■ **PAGE**
• • • • •

Compact Strings and APIs for fast decoding of string data

Wed Feb 10 04:38:16 UTC 2016

Hi Chris,

I think basically you are asking a String constructor that takes a 
ByteBuffer. StringCoding
then can take advantage of the current CompactString design to optimize 
the decoding
operation by just a single byte[]/vectorized memory copy from the 
ByteBuffer to the String's
internal byte[], WHEN the charset is 8859-1.

String(ByteBuffer src, String charset);

Further we will need a "buffer gathering" style constructor

String(ByteBuffer[] srcs, String charset);
(or more generally, String(ByteBuffer[] srcs, int off, int len, String 
charset)

to create a String object from a sequence of ByteBuffers, if it's really 
desired.

And then I would also assume it will also be desired to extend the current
CharsetDecoder/Encoder class as well to add a pair of the "gathering"

• • • • •

■ **GIVEN MATERIAL**
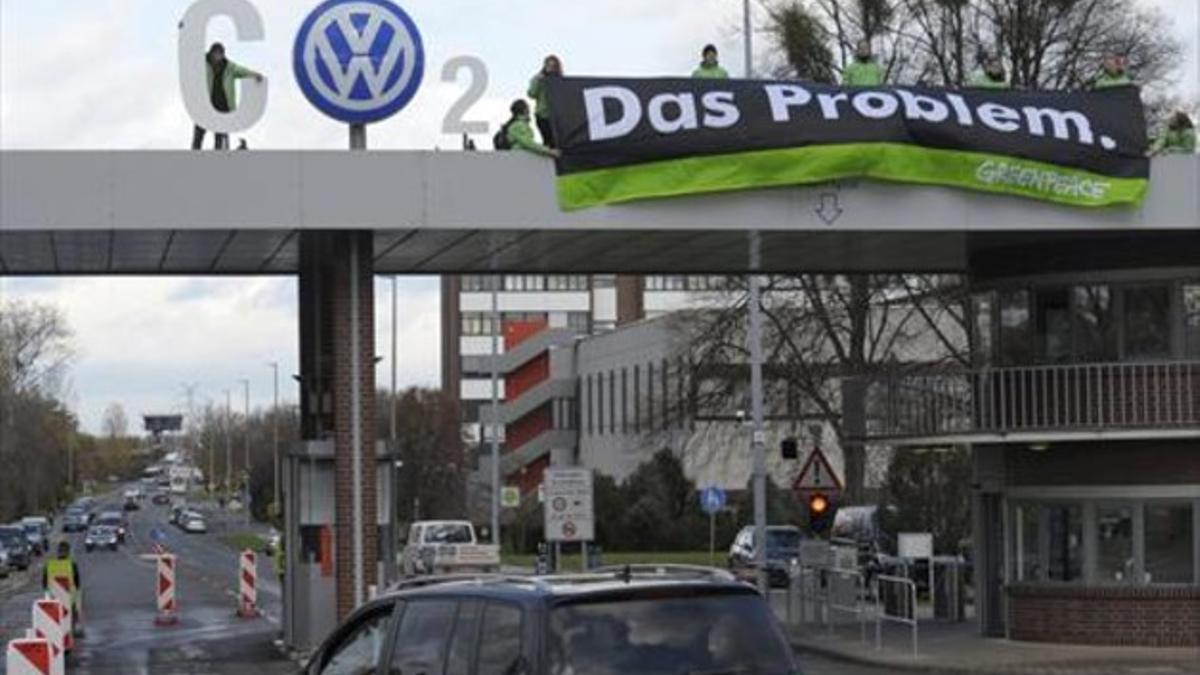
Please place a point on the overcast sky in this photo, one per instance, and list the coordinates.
(101, 75)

• • • • •

■ **TASK REQUIREMENTS**
(A) List every String constructor signature that the Compact Strings post above proposes.
(B) Write the next part of the Compact Strings post, picking up at the point where it stops.

■ **OUTPUTS**
(A)
- String(ByteBuffer src, String charset);
- String(ByteBuffer[] srcs, String charset);
- String(ByteBuffer[] srcs, int off, int len, String charset)

(B)
style coding
methods

CharBuffer CharsetDecoder.decode(ByteBuffer... ins);
ByteBuffer CharsetEncoder.encode(CharBuffer... ins);

Though the implementation might have to deal with the tricky "splitting
byte/char" issue, in which part of the "byte/char sequence" is in the 
previous
buffer and the continuing byte/chars are in the next following buffer ...

-Sherman

On 2/9/16 7:20 AM, Chris Vest wrote:
> Hi,
>
> Aleksey Shipilev did a talk on his journey to implement compact strings and indified string concat at the JVM Tech Summit yesterday, and this reminded me that we (Neo4j) have a need for turning segments of DirectByteBuffers into Strings as fast as possible. If we already store the string data in Latin1, which is one of the two special encodings for compact strings, we’d ideally like to produce the String object with just the two necessary object allocations and a single, vectorised memory copy.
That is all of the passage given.